→ Given task:
Render the stretch of the records from the line containing "village, I would be thankful." through the end of the records as a numbered list, with one line per item and any blank lines omitted. Include only the lines in that stretch.

+-------+

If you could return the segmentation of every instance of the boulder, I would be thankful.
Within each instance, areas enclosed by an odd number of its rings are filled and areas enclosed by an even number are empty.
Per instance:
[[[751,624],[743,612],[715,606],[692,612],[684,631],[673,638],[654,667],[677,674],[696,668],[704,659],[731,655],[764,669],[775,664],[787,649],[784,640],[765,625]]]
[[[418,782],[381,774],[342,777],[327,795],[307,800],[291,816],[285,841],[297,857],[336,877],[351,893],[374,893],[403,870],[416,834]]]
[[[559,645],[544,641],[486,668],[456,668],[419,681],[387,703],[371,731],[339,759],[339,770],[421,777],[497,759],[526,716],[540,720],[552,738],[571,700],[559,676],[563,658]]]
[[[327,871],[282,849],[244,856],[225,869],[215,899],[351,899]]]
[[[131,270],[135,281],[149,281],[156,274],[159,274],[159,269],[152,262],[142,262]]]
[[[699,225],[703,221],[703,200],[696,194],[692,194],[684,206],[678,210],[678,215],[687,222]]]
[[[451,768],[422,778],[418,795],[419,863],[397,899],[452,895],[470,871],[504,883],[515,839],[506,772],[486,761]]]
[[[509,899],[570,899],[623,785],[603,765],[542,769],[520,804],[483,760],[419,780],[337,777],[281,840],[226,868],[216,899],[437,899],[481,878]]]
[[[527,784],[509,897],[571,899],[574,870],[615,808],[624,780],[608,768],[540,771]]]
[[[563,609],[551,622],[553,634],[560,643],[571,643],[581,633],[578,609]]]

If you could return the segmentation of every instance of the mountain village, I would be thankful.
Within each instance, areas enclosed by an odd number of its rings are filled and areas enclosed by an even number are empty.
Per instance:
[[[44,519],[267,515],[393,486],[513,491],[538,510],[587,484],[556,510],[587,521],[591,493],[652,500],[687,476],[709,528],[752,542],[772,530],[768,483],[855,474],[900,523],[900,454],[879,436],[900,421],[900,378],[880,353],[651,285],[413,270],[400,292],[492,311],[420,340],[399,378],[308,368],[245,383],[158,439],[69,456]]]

+-------+

→ Task output:
1. If you could return the segmentation of every instance of the mountain village, I would be thankful.
2. Within each instance, areas enclosed by an odd number of its rings are filled and areas enclosed by an even number are empty.
3. Per instance:
4. [[[44,519],[267,515],[393,486],[513,491],[538,510],[587,484],[556,510],[587,521],[591,493],[652,500],[687,476],[709,528],[752,542],[772,530],[768,483],[855,474],[900,523],[900,454],[879,436],[900,421],[900,378],[880,353],[651,285],[413,270],[400,292],[492,311],[420,340],[399,378],[308,368],[245,383],[158,439],[69,456]]]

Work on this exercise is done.